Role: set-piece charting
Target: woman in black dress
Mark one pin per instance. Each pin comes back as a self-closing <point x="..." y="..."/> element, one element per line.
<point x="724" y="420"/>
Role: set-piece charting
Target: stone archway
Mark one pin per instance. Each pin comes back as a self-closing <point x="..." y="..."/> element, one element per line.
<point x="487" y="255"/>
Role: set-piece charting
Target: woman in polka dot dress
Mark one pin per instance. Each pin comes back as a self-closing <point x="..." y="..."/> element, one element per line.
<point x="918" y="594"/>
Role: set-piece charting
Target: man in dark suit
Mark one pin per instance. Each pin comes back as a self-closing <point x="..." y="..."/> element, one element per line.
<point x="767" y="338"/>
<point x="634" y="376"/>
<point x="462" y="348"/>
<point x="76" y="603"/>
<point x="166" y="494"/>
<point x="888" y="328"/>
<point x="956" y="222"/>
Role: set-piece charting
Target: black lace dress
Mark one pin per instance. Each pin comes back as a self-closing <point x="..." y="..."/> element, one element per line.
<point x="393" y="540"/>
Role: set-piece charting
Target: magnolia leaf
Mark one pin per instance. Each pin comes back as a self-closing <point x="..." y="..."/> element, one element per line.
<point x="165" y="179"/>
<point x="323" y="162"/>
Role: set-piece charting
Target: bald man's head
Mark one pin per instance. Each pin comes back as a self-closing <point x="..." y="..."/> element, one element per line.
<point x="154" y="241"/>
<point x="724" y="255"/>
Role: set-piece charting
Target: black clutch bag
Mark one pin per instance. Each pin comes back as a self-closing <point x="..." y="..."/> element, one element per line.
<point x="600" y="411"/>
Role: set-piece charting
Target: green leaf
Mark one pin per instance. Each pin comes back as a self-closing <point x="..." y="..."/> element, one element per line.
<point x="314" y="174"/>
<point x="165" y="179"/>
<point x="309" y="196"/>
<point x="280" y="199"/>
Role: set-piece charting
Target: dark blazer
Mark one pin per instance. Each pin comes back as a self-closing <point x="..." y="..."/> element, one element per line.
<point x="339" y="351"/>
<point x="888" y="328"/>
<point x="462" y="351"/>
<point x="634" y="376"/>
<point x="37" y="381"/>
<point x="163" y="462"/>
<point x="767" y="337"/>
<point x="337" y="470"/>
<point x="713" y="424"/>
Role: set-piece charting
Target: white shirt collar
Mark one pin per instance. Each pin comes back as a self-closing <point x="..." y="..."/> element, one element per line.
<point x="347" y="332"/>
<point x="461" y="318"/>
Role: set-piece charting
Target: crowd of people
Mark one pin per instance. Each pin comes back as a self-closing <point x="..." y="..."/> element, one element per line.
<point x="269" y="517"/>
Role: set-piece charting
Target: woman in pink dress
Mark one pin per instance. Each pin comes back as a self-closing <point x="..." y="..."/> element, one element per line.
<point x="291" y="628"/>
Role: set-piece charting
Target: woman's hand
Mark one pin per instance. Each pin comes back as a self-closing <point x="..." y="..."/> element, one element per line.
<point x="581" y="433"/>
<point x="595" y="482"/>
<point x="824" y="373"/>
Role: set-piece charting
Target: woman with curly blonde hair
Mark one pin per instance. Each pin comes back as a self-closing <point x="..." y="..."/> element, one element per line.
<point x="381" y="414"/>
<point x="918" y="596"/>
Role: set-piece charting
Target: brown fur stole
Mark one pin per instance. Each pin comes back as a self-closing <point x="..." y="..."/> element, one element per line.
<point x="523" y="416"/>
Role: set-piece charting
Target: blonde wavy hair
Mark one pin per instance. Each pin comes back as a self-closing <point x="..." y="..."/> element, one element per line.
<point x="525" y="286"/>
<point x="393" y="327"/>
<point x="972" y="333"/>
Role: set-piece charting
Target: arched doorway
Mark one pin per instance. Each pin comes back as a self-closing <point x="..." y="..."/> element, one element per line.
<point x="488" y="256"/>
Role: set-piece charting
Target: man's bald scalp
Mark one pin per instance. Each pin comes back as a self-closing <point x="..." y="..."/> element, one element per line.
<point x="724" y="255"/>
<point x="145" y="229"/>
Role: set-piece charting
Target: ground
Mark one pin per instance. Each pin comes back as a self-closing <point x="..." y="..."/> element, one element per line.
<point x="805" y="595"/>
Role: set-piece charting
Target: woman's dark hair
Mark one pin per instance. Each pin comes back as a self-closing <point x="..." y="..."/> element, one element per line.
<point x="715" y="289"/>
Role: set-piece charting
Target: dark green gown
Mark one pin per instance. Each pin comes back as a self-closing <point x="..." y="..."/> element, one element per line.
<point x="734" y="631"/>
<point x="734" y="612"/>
━━━━━━━━━━━━━━━━━━━━
__Job__
Repeat the records above exactly.

__Correct output__
Role: set-piece charting
Target: woman in black dress
Mark one pin per instance. Each pin comes back as a self-closing <point x="..." y="..."/> element, one element per line.
<point x="724" y="420"/>
Role: set-piece charting
Target: stone archway
Mark one pin per instance. Each pin comes back as a self-closing <point x="..." y="..."/> element, one element per line.
<point x="487" y="255"/>
Role: set-piece charting
Target: woman in polka dot dress
Mark one pin per instance. Each pin comes back as a self-closing <point x="..." y="..."/> element, one element per line.
<point x="918" y="594"/>
Role: set-piece charting
Target: man in dark suit
Mark one pin per instance. Each pin comes back as a self-closing <point x="..." y="..."/> element, one element per line.
<point x="767" y="338"/>
<point x="634" y="376"/>
<point x="462" y="348"/>
<point x="76" y="603"/>
<point x="166" y="494"/>
<point x="888" y="328"/>
<point x="956" y="222"/>
Role: set-piece charting
Target: black lace dress
Mark one pin per instance. Each pin comes back as a self-closing <point x="..." y="..."/> element, one element per line.
<point x="393" y="540"/>
Role: set-piece charting
Target: magnolia leaf
Mark one pin per instance. Each pin comes back as a self-closing <point x="..." y="..."/> element, one element per line.
<point x="165" y="179"/>
<point x="323" y="162"/>
Role: set-piece charting
Target: bald man's head
Mark one pin per instance. Each pin comes back as a self-closing <point x="..." y="..."/> element, one element per line.
<point x="154" y="241"/>
<point x="724" y="255"/>
Role: set-piece charting
Target: black clutch bag
Mark one pin per instance. Each pin comes back as a self-closing <point x="..." y="..."/> element, one element per line.
<point x="600" y="411"/>
Role: set-piece charting
Target: green leaf
Mark one pin per instance. Each pin comes back as a self-closing <point x="..." y="..."/> element, one element per line.
<point x="314" y="174"/>
<point x="165" y="179"/>
<point x="309" y="196"/>
<point x="280" y="199"/>
Role: set-piece charting
Target: dark blazer
Mark one pin per instance. Each pin comes back as a self-closing <point x="..." y="..."/> element, one element per line.
<point x="339" y="351"/>
<point x="888" y="328"/>
<point x="462" y="351"/>
<point x="634" y="376"/>
<point x="37" y="381"/>
<point x="163" y="462"/>
<point x="767" y="337"/>
<point x="337" y="470"/>
<point x="713" y="424"/>
Role: set-piece charting
Target: white shirt collar
Mark one pin per instance. Each pin comes back as a self-closing <point x="..." y="..."/> element, one element per line.
<point x="347" y="332"/>
<point x="461" y="318"/>
Role: set-piece charting
Target: crowd of people
Mark one pin per instance. Each pin comes back as a self-closing <point x="..." y="..."/> element, one element per line.
<point x="269" y="517"/>
Role: set-piece charting
Target: woman in pink dress
Mark one pin per instance. Each pin comes back as a self-closing <point x="..." y="..."/> element, one element per line.
<point x="291" y="628"/>
Role: set-piece charting
Target: woman's hand
Mark one pin per instance. Each pin comes back as a self-closing <point x="..." y="..."/> element, one element per line.
<point x="581" y="433"/>
<point x="595" y="482"/>
<point x="824" y="373"/>
Role: set-piece charting
Target: woman with curly blonde hair
Mark one pin per instance. Each pin comes back as a self-closing <point x="..." y="..."/> element, one element per line.
<point x="381" y="414"/>
<point x="918" y="596"/>
Role: set-piece charting
Target: brown fur stole
Mark one pin per instance. Each pin comes back as a self-closing <point x="..." y="..."/> element, one element per line.
<point x="523" y="416"/>
Role: set-piece charting
Target: blonde wavy hair
Mark one pin per instance. Each pin comes back as a self-closing <point x="..." y="..."/> element, one element per line.
<point x="525" y="286"/>
<point x="393" y="327"/>
<point x="972" y="333"/>
Role: set-piece charting
Target: arched doorway
Mark one pin per instance. Each pin comes back as a self-closing <point x="..." y="..."/> element, one element per line.
<point x="488" y="256"/>
Role: set-piece charting
Target: man's bald scalp
Mark one pin per instance. Each pin comes back as a self-closing <point x="..." y="..."/> element, one element per line.
<point x="724" y="255"/>
<point x="145" y="229"/>
Role: set-piece charting
Target: ground
Mark one pin per instance. Each pin comes back as a self-closing <point x="..." y="..."/> element, one element per line.
<point x="805" y="595"/>
Role: set-piece charting
Target: woman's dark hair
Mark one pin per instance. Each pin comes back as a self-closing <point x="..." y="..."/> element, one element per line.
<point x="715" y="289"/>
Role: set-piece charting
Target: dark green gown
Mark one pin per instance. Each pin comes back as a self-closing <point x="..." y="..."/> element, one element per line.
<point x="734" y="631"/>
<point x="734" y="612"/>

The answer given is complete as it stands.